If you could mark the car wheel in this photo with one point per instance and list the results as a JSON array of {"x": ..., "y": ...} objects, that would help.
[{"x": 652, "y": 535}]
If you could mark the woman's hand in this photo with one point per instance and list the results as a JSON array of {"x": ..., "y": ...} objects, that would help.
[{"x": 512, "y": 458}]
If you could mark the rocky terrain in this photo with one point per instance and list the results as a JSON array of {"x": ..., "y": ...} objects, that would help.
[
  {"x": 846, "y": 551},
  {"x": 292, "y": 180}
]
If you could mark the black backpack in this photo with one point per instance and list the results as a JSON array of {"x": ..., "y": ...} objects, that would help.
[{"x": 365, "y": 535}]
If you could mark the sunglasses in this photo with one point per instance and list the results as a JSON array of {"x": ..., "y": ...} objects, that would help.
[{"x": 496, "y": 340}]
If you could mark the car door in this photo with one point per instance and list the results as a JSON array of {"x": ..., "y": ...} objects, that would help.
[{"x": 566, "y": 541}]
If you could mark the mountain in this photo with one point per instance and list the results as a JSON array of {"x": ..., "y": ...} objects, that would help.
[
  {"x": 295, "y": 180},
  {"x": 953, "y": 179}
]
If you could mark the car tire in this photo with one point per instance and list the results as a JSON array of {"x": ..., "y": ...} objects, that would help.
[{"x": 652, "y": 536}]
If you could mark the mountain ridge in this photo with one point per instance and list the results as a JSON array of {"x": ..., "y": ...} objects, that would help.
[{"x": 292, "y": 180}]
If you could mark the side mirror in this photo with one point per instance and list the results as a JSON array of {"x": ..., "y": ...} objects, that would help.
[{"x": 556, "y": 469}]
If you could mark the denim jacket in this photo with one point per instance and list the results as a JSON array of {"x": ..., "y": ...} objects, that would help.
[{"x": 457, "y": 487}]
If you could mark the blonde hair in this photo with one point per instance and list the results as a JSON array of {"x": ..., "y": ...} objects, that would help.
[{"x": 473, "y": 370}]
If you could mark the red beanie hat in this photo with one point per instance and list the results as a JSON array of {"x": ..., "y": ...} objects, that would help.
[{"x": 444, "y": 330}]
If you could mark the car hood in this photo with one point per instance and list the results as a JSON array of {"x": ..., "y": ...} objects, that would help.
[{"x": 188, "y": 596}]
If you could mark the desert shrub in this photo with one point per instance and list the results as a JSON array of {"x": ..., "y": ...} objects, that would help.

▸ **과제 목표**
위 항목에서 "If you could mark the car tire" 문구가 포함된 줄로 시작해 항목의 마지막 줄로 끝나는 부분을, 양 끝 줄을 포함하여 "번호"와 "항목 줄" 두 열로 된 마크다운 표로 바꾸세요. 빈 줄은 넣지 마세요.

▸ **응답**
| 번호 | 항목 줄 |
|---|---|
| 1 | If you could mark the car tire in this photo with one point per instance and list the results as a JSON array of {"x": ..., "y": ...} objects, that would help. |
| 2 | [{"x": 652, "y": 536}] |
| 3 | If you could mark the mountain ridge in this photo with one point per instance and list the results as a JSON array of {"x": ..., "y": ...} objects, that would help. |
| 4 | [{"x": 292, "y": 180}] |
| 5 | If you could mark the side mirror in this photo with one point per instance and list the results as a JSON array of {"x": ..., "y": ...} objects, that would help. |
| 6 | [{"x": 556, "y": 469}] |
| 7 | If you could mark the denim jacket in this photo with one point per instance and list the results as a JSON array of {"x": ..., "y": ...} objects, that would help. |
| 8 | [{"x": 457, "y": 487}] |
| 9 | If you could mark the blonde hair in this photo with one point per instance and list the results as a JSON array of {"x": ..., "y": ...} objects, that would help. |
| 10 | [{"x": 473, "y": 370}] |
| 11 | If you could mark the red beanie hat in this photo with one point per instance and list the results as a JSON array of {"x": ..., "y": ...} objects, that would help. |
| 12 | [{"x": 444, "y": 330}] |
| 13 | If you could mark the car hood in this photo with one point per instance and list the results as a JSON array of {"x": ..., "y": ...} objects, that would help. |
| 14 | [{"x": 188, "y": 596}] |
| 15 | If you could mark the desert shrub in this photo with one point per instance and list the results as a JSON array of {"x": ..., "y": ...} objects, that would help. |